*Work request*: Copy all lines holding the word "backsplash" from the entries.

Saved entries
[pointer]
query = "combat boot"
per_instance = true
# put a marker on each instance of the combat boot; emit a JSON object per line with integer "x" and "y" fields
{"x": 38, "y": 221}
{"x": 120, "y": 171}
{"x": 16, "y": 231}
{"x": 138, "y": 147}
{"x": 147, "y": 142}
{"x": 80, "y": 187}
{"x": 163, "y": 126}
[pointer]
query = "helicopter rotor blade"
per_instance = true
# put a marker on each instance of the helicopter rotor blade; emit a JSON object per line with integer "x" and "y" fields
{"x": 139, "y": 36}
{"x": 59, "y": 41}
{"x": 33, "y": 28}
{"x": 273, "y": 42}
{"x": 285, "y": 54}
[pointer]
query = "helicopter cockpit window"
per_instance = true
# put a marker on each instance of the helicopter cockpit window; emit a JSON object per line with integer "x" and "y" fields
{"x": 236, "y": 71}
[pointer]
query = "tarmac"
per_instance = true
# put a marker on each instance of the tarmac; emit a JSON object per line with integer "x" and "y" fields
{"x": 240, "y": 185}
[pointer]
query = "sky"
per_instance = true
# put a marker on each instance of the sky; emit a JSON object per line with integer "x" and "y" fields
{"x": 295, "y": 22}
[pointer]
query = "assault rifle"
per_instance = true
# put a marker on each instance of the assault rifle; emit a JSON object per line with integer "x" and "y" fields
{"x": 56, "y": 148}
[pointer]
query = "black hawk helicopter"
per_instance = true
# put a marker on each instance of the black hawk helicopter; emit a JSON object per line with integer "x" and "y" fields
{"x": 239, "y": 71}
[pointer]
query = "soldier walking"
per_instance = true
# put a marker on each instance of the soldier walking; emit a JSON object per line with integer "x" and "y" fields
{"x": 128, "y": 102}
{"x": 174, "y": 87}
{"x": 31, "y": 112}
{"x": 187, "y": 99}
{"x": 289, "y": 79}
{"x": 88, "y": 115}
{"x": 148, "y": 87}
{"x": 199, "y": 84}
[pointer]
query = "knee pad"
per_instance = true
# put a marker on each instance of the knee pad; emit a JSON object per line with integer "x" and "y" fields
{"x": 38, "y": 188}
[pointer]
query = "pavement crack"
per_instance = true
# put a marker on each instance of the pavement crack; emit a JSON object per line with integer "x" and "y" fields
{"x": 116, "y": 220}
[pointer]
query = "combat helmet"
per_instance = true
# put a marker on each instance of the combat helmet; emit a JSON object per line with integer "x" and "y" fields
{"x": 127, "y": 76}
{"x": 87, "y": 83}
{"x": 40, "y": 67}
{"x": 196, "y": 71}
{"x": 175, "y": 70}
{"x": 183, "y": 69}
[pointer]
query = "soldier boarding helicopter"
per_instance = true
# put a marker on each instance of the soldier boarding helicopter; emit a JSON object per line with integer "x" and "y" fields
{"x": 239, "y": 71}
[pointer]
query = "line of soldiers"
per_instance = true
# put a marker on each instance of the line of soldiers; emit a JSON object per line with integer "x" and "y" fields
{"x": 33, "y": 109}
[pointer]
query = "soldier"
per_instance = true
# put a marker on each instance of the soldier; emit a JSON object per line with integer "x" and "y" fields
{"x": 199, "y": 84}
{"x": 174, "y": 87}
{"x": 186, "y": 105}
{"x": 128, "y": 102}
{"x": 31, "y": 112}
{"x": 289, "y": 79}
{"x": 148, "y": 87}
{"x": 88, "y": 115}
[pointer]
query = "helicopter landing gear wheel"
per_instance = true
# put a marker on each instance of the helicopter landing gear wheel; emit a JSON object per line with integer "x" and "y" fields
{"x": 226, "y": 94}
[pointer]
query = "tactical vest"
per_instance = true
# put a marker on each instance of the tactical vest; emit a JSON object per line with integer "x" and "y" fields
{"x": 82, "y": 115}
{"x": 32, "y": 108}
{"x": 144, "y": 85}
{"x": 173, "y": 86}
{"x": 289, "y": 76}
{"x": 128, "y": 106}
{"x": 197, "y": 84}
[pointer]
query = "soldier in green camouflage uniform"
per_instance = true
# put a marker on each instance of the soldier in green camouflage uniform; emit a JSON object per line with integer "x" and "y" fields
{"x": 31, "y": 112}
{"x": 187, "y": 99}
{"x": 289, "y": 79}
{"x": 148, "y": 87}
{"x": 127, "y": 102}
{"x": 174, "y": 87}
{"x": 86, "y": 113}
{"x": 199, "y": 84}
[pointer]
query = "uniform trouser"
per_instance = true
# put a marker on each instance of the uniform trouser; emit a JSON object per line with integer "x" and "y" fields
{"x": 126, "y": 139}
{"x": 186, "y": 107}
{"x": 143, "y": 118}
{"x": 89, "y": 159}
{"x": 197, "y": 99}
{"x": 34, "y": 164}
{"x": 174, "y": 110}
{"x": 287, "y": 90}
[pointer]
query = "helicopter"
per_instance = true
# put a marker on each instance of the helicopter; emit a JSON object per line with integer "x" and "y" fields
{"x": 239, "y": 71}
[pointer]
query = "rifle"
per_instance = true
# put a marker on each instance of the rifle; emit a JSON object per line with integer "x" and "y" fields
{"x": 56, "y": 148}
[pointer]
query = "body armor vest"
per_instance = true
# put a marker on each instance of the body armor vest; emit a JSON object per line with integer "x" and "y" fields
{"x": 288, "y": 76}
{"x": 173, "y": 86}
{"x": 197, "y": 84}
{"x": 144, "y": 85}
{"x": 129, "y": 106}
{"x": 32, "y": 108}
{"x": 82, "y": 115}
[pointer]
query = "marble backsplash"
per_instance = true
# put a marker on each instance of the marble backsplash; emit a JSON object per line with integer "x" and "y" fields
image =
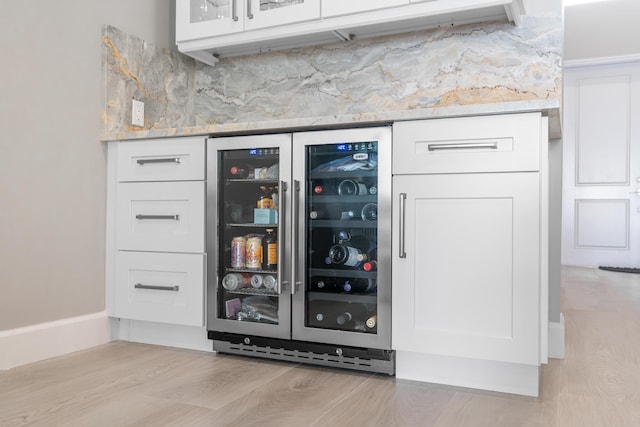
{"x": 490, "y": 63}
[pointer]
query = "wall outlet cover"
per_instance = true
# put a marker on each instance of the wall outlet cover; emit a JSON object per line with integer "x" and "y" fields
{"x": 137, "y": 113}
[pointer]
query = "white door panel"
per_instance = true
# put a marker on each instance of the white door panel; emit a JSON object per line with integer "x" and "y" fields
{"x": 601, "y": 221}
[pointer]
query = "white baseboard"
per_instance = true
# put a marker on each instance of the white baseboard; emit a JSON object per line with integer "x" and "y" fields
{"x": 471, "y": 373}
{"x": 556, "y": 339}
{"x": 180, "y": 336}
{"x": 30, "y": 344}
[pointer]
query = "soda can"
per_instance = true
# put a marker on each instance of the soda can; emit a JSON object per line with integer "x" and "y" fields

*Task response*:
query = "marble backsplash"
# put a marker on each instance of the marble backsplash; emit a JSON object per line with integer "x" and "y" fields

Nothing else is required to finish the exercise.